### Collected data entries
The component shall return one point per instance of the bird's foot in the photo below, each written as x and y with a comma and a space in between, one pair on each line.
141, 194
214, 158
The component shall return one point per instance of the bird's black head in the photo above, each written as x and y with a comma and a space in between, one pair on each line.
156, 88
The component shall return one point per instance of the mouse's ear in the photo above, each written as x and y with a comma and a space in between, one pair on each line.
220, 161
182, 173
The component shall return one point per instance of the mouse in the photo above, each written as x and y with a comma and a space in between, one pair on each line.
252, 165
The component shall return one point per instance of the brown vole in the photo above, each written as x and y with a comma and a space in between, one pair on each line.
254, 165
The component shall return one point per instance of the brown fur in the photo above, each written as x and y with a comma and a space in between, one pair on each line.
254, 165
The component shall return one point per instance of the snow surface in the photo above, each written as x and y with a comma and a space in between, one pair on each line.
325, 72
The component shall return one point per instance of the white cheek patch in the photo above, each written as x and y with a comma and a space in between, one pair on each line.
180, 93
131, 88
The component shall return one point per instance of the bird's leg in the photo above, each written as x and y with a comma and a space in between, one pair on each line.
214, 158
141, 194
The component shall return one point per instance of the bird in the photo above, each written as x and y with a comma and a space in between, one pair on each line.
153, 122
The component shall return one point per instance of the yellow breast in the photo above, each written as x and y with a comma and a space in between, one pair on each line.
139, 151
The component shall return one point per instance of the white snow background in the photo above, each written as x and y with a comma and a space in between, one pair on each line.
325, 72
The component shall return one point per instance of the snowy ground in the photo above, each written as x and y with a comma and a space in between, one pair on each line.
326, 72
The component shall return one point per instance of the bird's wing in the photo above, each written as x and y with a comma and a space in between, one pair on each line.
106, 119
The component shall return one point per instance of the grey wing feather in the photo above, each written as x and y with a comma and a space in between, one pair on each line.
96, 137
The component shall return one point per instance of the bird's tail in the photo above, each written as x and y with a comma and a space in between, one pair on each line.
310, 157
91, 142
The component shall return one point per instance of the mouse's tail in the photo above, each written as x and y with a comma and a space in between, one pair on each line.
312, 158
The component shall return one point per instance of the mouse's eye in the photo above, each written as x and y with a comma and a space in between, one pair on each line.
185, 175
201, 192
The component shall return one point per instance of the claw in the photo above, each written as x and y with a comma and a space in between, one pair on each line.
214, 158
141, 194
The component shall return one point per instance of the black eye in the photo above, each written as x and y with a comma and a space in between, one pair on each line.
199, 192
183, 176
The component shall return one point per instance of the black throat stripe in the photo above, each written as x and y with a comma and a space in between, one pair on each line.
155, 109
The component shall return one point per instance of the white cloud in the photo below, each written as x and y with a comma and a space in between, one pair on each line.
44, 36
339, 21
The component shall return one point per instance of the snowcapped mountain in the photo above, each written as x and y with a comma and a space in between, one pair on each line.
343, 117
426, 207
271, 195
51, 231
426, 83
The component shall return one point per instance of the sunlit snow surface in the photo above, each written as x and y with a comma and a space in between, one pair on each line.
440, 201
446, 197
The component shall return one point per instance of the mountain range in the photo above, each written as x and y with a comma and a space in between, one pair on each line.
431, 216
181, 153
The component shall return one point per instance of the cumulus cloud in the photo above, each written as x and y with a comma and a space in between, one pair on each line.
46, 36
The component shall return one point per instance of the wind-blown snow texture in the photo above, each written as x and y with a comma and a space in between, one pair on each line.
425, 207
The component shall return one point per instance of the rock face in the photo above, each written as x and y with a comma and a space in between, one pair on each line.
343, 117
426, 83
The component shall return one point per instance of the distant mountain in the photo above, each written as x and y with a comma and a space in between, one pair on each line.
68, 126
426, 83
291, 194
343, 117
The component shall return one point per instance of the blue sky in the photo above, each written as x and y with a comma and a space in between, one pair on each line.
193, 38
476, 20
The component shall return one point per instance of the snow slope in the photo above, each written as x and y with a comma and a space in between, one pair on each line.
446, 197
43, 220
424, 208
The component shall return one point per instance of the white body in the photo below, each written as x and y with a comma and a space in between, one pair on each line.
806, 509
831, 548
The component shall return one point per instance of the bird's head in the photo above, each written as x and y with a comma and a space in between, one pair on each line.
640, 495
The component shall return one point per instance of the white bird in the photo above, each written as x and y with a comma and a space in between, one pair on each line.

### The task
Give back each record, exactly as it reads.

### Exercise response
The component shall return one point per instance of the bird's foot in the photo below, each written as x and y with a comma and a space in between, one pair on each line.
141, 194
214, 158
The component shall return one point per instance of the bird's black head in the photo above, each written as x and y with a comma and a space in between, one pair on each line.
156, 88
The component shall return one point per instance of the mouse's ear in the photo above, each written as x and y with a comma and a space in between, one pair on each line.
220, 161
182, 173
The component shall return one point per instance of the mouse in the photo above, each written as x and y with a comma and a space in between, one pair on each line.
252, 165
The component shall return one point per instance of the brown vole in the photo above, each written as x and y with a comma and a space in between, one pair on each line.
254, 165
The component shall return one point per instance of the brown fur in the photo above, each written as x and y with a comma and a space in between, one pair on each line.
254, 165
The component shall return one point per instance of the snow surface in the photo above, each written as x and y with a comma and a space in between, one pair on each line.
325, 72
The component shall return one point per instance of the white cheek patch in the photo above, each written as x and y with a comma and a space in between, one pair on each line.
180, 93
131, 88
The component shall return one point per instance of the bird's leg in the photo above, each written as x and y with a comma and a space in between, one pair on each line.
214, 158
141, 194
The component shall return one point per instance of the bird in the photo above, each written as x and y with a comma and a space in between, one pair on each line.
153, 122
The component shall return one point per instance of the yellow breast in the photo above, each written as x and y with a comma and a space in between, one pair on each line.
139, 151
The component shall return one point per instance of the white snow background in the photo above, each written as x and y with a comma and a space in between, one pair on each line.
325, 72
The component shall return one point per instance of the snowy ground in the photo above, each written as x and y with a comma and a space in between, one pair on each line.
326, 72
The component shall return one point per instance of the bird's wing in the photo above, each written as x and y with a comma and a space in between, one pair on each line.
106, 119
The component shall return one point per instance of the grey wing feather in the photo above, each written as x and y with a comma and a space in between, one pair on each line.
96, 137
The component shall return one point per instance of the bird's tail in the photo above, each written as x and y with a comma and a space in between, one pair on each line.
310, 157
91, 142
The component shall return one point per instance of the mouse's tail in the photo above, each written as x and y with a comma and a space in between, one pair on each line.
312, 158
The component shall return one point per instance of the mouse's eye in the photo above, each written as x and y with a comma and a space in between, one pair on each line.
185, 175
201, 192
The component shall return one point per instance of the claw in the photo above, each written as x and y with a comma and a space in between, one pair on each line.
214, 158
141, 194
The component shall return one point per instance of the black eye in the photo above, each written as x and y with a comma and a space in between, one pair on each line.
199, 192
183, 176
The component shall return one point per instance of the black throat stripe in the photo above, each written as x and y with a comma and a space in between, one pair on each line.
155, 109
The component shall return one point per instance of the white cloud in the photo below, each written as x and y with a comma and a space in between, one pair on each line.
44, 36
339, 21
The component shall return one point per instance of the snowcapped mountain in the photo above, each written as x and y with a comma and a space in between, one pair on each line.
343, 117
426, 207
271, 195
51, 231
426, 83
The component shall return one point per instance of the sunlit snow surface in the photo above, each written as x and y with a comma and a space in between, one pair on each line.
440, 201
446, 197
The component shall return one point per instance of the mountain range in the photo above, each written as x and y with a comma and a space in between, one pair on each line.
431, 216
181, 153
The component shall return one point per instance of the cumulus cloud in the photo above, each written as x and y with a comma and a space in between, one pair on each line.
46, 36
The component shall return one point per instance of the wind-blown snow texture in the photo above, each written as x and y with a comma and a space in between, one pair on each line.
425, 207
The component shall return one point per instance of the rock face in the photo above, each written as x and y with a comma and a space in between, one pair on each line.
343, 117
426, 83
The component shall return one point per instance of the distant mountain in the photo above, each written as x and y with a comma and a space in between, one pair on each line.
68, 126
426, 83
291, 194
343, 117
The component shall return one point per instance of the blue sky in the photo above, each written as x and y with a comma and a space in between, one pair on each line.
193, 38
476, 20
The component shall return one point per instance of the snow slope in the photo above, each written as x and y with a comma and a space in between, one pair on each line.
446, 197
43, 220
424, 208
The component shall return one point per instance of the white body in the photo below, each written as x and y with a comma and a space in between, one pair on each line.
806, 509
831, 548
The component shall return one point per instance of the bird's head in the photo above, each written as x and y with a comma and a space in between, one pair on each line.
640, 495
The component shall return one point per instance of the white bird in the photo above, each written as x and y with a comma and a space in between, one pair on each line.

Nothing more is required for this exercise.